## Prompt
Reproduce the data below verbatim from the line containing "Return one point per instance of the open" through its final line, and produce nothing more.

● ● ● ●

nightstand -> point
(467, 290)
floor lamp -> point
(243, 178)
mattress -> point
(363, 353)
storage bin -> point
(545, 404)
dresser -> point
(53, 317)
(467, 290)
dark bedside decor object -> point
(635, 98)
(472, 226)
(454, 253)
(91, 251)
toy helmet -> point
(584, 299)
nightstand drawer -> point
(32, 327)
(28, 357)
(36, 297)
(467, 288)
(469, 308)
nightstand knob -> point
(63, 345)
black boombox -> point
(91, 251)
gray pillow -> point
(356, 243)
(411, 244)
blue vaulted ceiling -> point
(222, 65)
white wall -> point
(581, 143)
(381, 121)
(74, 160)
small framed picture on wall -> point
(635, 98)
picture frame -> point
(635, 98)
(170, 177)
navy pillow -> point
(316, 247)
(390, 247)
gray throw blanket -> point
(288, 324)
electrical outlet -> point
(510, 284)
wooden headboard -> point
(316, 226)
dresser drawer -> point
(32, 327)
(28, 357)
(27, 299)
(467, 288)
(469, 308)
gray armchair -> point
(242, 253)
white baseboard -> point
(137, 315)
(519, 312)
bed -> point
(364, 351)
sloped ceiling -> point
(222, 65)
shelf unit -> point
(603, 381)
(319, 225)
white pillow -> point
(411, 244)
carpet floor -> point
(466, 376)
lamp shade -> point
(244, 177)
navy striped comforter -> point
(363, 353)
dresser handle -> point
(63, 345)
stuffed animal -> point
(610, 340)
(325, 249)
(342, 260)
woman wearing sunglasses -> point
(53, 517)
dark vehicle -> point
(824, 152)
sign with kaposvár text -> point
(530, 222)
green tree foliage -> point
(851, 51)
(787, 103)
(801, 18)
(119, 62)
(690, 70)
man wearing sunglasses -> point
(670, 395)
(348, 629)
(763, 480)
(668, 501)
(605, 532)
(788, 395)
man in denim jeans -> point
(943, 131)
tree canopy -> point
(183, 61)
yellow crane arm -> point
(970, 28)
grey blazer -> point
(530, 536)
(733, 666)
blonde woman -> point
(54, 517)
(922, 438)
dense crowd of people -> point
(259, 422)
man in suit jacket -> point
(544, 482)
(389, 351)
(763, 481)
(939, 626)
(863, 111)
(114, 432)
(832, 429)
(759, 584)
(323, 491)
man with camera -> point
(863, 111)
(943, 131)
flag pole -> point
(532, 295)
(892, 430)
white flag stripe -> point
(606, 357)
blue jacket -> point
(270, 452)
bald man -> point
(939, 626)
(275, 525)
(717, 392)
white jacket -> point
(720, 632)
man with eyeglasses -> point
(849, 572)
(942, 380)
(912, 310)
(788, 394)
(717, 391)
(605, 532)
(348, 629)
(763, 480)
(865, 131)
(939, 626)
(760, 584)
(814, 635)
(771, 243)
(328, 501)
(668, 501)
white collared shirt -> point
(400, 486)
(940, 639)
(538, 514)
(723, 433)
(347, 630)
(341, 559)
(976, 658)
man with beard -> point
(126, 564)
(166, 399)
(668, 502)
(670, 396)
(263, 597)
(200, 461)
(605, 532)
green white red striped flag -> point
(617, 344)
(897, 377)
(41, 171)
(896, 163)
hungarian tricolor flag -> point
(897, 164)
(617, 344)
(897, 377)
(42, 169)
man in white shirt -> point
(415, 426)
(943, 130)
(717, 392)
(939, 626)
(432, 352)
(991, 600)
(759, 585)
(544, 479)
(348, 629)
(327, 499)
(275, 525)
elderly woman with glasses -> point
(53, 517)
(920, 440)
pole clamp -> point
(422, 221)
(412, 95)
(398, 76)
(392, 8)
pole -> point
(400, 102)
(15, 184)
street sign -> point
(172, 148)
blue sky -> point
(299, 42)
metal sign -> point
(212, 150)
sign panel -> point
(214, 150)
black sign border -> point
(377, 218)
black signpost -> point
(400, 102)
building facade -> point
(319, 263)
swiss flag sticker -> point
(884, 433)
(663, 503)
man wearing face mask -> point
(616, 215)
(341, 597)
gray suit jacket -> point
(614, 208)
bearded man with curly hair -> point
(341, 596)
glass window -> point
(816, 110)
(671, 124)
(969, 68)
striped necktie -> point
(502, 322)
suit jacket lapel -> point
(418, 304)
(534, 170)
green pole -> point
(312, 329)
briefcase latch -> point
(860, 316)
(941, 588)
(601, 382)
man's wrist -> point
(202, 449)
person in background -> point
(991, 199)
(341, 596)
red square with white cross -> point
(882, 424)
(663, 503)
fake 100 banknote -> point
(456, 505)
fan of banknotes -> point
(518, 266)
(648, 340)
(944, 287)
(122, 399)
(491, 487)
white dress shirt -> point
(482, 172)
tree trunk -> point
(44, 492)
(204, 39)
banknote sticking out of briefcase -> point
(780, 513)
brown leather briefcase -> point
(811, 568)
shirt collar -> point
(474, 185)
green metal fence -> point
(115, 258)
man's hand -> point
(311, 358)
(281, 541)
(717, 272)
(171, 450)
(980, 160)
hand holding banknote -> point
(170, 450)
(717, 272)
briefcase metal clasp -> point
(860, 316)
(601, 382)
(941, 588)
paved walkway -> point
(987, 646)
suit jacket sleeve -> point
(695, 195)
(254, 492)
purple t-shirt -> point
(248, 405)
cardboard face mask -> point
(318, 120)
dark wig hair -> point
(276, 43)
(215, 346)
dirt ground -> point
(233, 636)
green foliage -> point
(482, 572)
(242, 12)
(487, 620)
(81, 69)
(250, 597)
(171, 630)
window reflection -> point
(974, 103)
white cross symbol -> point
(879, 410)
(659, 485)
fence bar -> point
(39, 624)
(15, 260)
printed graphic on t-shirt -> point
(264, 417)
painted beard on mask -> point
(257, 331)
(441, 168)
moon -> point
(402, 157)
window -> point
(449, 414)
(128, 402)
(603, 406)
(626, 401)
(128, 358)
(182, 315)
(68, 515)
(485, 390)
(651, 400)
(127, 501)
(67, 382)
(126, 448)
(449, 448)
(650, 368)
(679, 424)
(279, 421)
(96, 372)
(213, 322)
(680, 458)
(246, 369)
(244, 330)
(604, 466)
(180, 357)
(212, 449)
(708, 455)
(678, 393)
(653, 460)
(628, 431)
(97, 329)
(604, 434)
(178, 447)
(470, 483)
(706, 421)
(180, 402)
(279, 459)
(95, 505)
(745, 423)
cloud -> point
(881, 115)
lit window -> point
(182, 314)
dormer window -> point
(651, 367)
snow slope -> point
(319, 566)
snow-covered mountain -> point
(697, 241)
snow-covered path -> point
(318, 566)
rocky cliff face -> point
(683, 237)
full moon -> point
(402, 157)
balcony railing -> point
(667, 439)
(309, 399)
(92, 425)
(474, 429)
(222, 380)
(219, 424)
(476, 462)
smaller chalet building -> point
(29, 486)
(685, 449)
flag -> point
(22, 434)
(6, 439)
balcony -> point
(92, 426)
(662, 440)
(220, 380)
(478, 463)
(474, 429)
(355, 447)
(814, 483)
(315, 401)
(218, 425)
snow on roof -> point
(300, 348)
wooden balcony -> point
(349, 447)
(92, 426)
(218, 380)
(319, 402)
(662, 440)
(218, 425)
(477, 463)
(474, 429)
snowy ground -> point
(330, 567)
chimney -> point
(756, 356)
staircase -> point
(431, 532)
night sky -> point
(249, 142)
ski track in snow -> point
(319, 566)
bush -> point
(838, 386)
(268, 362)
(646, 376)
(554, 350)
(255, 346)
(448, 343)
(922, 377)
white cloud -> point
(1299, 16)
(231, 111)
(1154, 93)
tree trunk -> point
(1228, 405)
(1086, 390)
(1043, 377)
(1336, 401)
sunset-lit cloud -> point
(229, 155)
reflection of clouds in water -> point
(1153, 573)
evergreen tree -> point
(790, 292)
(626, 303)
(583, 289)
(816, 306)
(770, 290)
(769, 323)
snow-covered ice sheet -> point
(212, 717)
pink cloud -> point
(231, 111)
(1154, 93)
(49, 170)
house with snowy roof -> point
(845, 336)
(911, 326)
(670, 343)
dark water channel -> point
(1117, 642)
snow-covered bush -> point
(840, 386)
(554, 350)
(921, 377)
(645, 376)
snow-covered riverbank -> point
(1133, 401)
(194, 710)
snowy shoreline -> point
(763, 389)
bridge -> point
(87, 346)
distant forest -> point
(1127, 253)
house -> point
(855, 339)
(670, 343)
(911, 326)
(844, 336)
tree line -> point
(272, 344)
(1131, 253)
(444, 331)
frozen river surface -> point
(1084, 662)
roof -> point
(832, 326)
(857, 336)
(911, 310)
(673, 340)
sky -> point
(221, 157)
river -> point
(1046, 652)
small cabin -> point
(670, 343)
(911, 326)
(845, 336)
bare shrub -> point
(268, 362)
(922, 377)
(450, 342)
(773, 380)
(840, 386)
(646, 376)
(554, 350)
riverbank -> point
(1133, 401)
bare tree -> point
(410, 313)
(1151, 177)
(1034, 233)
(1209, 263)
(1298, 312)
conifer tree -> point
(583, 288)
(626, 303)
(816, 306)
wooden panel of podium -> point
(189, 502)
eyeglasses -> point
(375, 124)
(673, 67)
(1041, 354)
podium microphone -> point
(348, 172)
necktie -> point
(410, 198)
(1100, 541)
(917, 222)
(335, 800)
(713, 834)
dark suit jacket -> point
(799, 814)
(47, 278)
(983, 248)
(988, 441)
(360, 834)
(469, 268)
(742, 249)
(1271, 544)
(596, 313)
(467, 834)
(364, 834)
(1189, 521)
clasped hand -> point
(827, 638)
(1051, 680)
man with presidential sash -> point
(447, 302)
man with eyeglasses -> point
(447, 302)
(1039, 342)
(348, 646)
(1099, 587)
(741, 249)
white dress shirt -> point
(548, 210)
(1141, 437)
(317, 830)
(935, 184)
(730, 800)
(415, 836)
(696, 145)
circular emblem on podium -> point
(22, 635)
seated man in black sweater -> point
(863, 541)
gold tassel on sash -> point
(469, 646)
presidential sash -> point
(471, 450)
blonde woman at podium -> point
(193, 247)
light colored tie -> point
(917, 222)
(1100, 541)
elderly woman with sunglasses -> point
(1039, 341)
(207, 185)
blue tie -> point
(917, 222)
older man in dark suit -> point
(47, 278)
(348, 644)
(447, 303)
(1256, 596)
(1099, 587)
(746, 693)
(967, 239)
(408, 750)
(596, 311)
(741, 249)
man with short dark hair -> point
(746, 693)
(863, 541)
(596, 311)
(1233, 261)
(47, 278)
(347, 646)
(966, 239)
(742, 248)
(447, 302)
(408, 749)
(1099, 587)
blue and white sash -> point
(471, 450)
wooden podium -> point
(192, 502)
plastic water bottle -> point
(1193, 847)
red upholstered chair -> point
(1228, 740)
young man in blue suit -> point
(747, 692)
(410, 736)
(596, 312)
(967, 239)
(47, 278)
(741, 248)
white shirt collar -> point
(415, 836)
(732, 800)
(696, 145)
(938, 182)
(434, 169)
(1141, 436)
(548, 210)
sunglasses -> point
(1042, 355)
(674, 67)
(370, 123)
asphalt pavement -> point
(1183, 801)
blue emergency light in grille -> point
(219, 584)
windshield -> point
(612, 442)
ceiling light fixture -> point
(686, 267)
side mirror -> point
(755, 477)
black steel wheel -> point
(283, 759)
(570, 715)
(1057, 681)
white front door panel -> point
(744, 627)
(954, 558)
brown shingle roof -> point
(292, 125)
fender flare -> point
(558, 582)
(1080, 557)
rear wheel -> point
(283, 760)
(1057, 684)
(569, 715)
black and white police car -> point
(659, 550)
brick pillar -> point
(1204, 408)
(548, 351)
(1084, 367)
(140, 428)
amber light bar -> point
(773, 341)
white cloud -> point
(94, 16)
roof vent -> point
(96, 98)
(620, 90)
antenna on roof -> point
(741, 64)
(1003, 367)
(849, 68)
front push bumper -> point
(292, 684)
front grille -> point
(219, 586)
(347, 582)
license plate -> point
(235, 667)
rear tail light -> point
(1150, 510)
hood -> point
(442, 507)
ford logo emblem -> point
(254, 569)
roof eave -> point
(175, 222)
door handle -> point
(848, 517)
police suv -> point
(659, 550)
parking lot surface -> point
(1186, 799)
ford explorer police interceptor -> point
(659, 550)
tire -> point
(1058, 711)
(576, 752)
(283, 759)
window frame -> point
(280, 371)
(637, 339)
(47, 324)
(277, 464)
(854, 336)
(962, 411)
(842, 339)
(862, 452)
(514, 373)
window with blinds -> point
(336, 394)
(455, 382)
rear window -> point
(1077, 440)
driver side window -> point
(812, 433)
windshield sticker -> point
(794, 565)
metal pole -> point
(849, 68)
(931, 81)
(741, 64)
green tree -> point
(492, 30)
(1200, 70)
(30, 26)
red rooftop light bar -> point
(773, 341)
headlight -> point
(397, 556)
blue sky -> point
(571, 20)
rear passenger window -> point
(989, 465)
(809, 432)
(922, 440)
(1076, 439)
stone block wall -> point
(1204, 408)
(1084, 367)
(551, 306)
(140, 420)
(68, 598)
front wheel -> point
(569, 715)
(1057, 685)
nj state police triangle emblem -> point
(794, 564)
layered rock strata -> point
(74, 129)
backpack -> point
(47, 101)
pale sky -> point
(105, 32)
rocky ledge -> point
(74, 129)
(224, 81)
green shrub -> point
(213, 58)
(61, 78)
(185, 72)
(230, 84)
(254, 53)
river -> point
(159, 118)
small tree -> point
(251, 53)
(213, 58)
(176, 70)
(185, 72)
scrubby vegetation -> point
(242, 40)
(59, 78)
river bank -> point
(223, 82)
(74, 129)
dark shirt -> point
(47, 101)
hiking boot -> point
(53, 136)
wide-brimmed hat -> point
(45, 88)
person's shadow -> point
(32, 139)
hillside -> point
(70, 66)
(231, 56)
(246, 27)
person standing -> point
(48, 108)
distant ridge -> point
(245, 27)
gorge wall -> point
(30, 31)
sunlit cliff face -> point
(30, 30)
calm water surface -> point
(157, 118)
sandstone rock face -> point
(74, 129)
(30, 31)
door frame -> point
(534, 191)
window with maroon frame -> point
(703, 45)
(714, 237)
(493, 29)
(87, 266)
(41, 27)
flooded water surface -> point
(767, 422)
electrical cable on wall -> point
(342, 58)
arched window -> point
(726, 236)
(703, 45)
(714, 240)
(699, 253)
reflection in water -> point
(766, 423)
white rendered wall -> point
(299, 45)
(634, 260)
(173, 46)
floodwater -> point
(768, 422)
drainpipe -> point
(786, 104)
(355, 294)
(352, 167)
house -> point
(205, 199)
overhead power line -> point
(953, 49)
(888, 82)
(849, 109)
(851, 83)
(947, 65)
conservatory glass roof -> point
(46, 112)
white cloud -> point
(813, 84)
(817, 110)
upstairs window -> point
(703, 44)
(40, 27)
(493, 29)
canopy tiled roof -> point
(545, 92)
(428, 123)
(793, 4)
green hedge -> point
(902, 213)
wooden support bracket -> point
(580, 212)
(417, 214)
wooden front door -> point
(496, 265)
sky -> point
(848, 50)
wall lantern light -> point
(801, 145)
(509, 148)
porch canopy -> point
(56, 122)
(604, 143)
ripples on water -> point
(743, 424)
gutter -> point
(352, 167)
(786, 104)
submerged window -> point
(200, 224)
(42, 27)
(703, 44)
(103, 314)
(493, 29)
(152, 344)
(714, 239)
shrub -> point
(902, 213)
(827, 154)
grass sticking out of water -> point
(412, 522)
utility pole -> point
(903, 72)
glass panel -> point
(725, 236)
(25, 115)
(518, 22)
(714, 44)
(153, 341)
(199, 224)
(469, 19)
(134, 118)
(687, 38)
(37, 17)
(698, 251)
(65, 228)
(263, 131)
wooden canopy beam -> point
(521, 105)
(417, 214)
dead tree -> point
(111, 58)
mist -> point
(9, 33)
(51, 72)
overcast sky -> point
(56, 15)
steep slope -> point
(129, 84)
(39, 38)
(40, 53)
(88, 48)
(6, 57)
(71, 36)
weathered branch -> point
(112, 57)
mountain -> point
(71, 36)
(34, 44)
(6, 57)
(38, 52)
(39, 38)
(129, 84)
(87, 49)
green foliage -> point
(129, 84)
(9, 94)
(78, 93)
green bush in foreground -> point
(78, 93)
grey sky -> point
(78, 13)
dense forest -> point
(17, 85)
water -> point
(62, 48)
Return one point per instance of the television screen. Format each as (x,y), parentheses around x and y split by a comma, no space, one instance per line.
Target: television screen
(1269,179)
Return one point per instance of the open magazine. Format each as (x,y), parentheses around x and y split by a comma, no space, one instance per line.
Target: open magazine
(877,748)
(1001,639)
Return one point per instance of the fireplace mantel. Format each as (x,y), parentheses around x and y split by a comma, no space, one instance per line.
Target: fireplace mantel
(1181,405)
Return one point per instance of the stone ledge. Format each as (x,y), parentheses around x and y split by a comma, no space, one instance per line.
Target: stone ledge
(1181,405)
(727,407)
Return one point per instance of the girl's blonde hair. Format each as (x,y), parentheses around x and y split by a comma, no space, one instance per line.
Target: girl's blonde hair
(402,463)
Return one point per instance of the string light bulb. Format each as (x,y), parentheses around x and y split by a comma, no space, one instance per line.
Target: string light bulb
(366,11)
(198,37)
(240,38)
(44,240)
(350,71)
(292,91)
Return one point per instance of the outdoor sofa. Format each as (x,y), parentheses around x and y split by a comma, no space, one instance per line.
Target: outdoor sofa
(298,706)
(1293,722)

● ● ● ●

## Task answer
Return one point per instance of the open magazine. Format each as (x,y), parentheses around x and y split by a comma, no space, one instance per line.
Target: open magazine
(877,748)
(1001,639)
Return one point per instance of the fireplace mantel. Format each as (x,y), parentheses around x and y split by a comma, no space, one instance per line.
Target: fireplace mantel
(1181,405)
Return one point per instance of the stone ledge. Format each as (x,y), parentheses around x and y split by a comma, no space, one instance per line.
Target: stone ledge
(1181,405)
(727,407)
Return one point per instance of the girl's blonde hair. Format each as (x,y), parentheses around x and y split by a comma, no space, one instance per line.
Target: girl's blonde hair
(402,463)
Return one point per instance of the string light bulb. Format each as (x,y), parentheses around x and y split by a comma, no space, one instance per line.
Target: string light bulb
(366,11)
(198,37)
(240,38)
(44,240)
(350,71)
(292,91)
Return one point per instance of the outdoor sofa. Format each as (x,y), parentheses around x and y split by a comma, no space, one instance per line.
Target: outdoor sofa
(298,706)
(1293,722)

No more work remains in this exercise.